WHAT IS NEEDED: When the string "buttercream" is part of a line below, that line should be copied.

DATA FOR THIS EXERCISE:
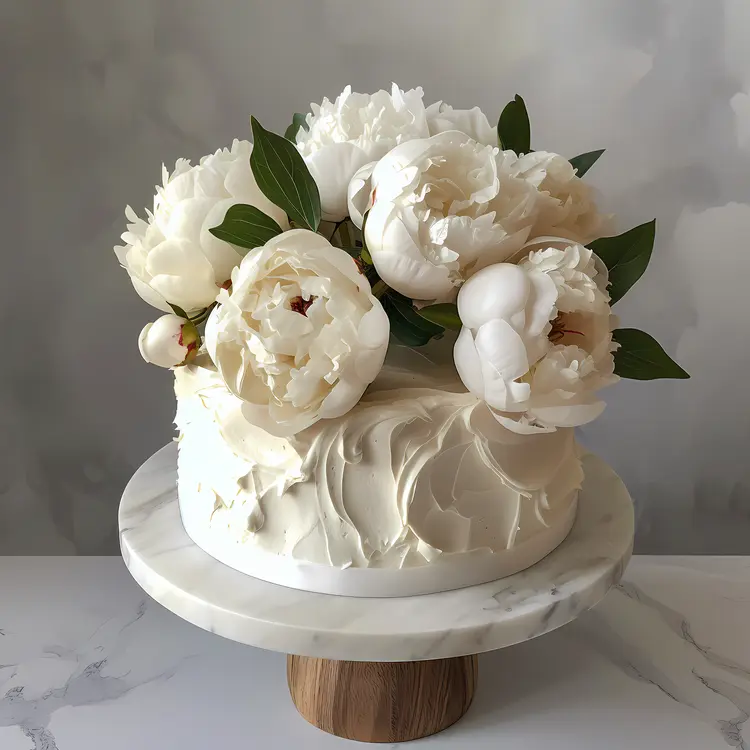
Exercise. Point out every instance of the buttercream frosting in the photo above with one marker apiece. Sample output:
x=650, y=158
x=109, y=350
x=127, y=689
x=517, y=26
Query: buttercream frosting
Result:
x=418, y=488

REPLY TO THE TASK:
Exercise. Point out every instance of the buttercream frosting in the photo above with one marker apiece. Sample output:
Query: buttercream frosting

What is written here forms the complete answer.